* _PROVIDED TEXT_:
-- Start --

I just looked at the PR. I think there are some follow up work that needs to be 
done, e.g. we shouldn't create a top level package 
org.apache.spark.sql.dynamicpruning.

On Wed, Oct 02, 2019 at 1:52 PM, Maryann Xue < maryann....@databricks.com > 
wrote:

> 
> There is no internal write up, but I think we should at least give some
> up-to-date description on that JIRA entry.
> 
> On Wed, Oct 2, 2019 at 3:13 PM Reynold Xin < r...@databricks.com > wrote:
> 
> 
>> No there is no separate write up internally.
>> 
>> On Wed, Oct 2, 2019 at 12:29 PM Ryan Blue < rb...@netflix.com > wrote:
>> 
>> 
>>> Thanks for the pointers, but what I'm looking for is information about the
>>> design of this implementation, like what requires this to be in spark-sql
>>> instead of spark-catalyst.
>>> 
>>> 
>>> Even a high-level description, like what the optimizer rules are and what
>>> they do would be great. Was there one written up internally that you could
>>> share?
>>> 
>>> On Wed, Oct 2, 2019 at 10:40 AM Maryann Xue < maryann....@databricks.com >
>>> wrote:
>>> 
>>> 
>>>> > It lists 3 cases for how a filter is built, but nothing about the
>>>> overall approach or design that helps when trying to find out where it
>>>> should be placed in the optimizer rules.

-- End --

* _PROVIDED DATA_:
-- Start --

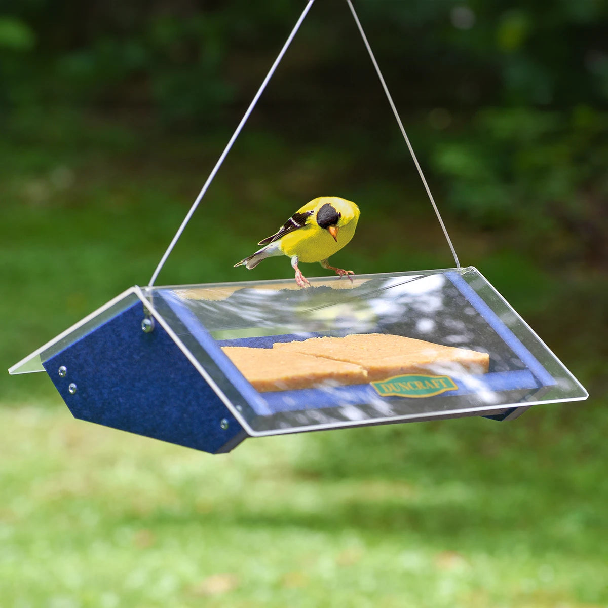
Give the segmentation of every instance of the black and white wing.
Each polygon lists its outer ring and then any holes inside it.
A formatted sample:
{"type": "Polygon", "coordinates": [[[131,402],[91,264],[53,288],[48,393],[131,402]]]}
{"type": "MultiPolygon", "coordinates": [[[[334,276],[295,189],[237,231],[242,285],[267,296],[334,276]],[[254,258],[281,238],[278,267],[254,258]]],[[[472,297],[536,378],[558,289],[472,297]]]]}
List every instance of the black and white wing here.
{"type": "Polygon", "coordinates": [[[258,245],[268,245],[269,243],[274,243],[280,238],[282,238],[286,234],[293,232],[295,230],[303,228],[306,226],[306,220],[314,213],[314,210],[309,211],[297,211],[289,219],[285,222],[281,227],[278,232],[275,233],[272,237],[267,237],[260,241],[258,245]]]}

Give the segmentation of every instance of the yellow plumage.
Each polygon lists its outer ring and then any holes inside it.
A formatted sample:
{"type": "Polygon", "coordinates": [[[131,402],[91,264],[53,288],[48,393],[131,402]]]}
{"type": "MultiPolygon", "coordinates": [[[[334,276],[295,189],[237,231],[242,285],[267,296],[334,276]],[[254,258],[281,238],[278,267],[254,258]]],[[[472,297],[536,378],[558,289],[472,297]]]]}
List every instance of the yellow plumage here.
{"type": "Polygon", "coordinates": [[[351,275],[352,271],[330,266],[328,258],[353,238],[359,213],[359,207],[351,201],[319,196],[298,209],[277,233],[260,241],[266,246],[235,266],[251,269],[267,257],[286,255],[291,258],[295,280],[301,286],[309,285],[298,268],[301,261],[320,262],[340,277],[351,275]]]}

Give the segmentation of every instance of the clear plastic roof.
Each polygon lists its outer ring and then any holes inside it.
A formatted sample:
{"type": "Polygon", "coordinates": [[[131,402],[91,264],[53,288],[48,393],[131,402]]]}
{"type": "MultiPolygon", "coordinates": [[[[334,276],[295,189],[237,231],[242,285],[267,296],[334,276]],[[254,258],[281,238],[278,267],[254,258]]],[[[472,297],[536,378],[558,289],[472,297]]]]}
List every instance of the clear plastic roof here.
{"type": "MultiPolygon", "coordinates": [[[[451,414],[491,414],[510,407],[587,396],[585,389],[475,268],[362,275],[352,283],[334,277],[311,282],[306,289],[297,287],[292,280],[136,288],[10,371],[42,369],[41,361],[139,298],[254,435],[451,414]],[[438,356],[413,368],[388,365],[389,377],[384,378],[387,353],[376,353],[373,346],[371,352],[358,346],[351,349],[350,356],[355,365],[367,367],[367,379],[317,379],[303,388],[283,390],[278,382],[271,390],[258,390],[250,370],[236,359],[235,365],[227,354],[230,350],[223,350],[250,349],[242,352],[253,358],[257,370],[255,362],[261,362],[262,355],[272,361],[273,353],[254,349],[276,351],[281,347],[273,349],[274,345],[292,343],[289,348],[296,350],[289,369],[282,368],[285,365],[280,362],[270,367],[289,384],[300,359],[309,356],[298,354],[300,347],[293,344],[353,334],[365,340],[378,334],[424,340],[432,343],[431,350],[452,347],[441,353],[465,349],[457,354],[469,353],[466,359],[474,351],[474,357],[485,358],[486,362],[480,367],[438,356]],[[365,356],[359,356],[364,351],[365,356]],[[396,368],[401,372],[395,375],[396,368]]],[[[400,348],[391,351],[389,359],[393,364],[406,354],[400,348]]],[[[335,361],[326,356],[321,353],[317,362],[329,370],[335,361]]],[[[329,356],[350,361],[335,353],[329,356]]]]}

-- End --

* _EXERCISES_:
1. Can you write out the part of the Spark email thread that opens with the words containing "On Wed, Oct 02, 2019" and closes with "write up internally."?
2. In the Spark email thread, which top-level package does the opening message say should not be created?

* _SOLUTIONS BY TASK_:
1.
On Wed, Oct 02, 2019 at 1:52 PM, Maryann Xue < maryann....@databricks.com > 
wrote:

> 
> There is no internal write up, but I think we should at least give some
> up-to-date description on that JIRA entry.
> 
> On Wed, Oct 2, 2019 at 3:13 PM Reynold Xin < r...@databricks.com > wrote:
> 
> 
>> No there is no separate write up internally.

2. org.apache.spark.sql.dynamicpruning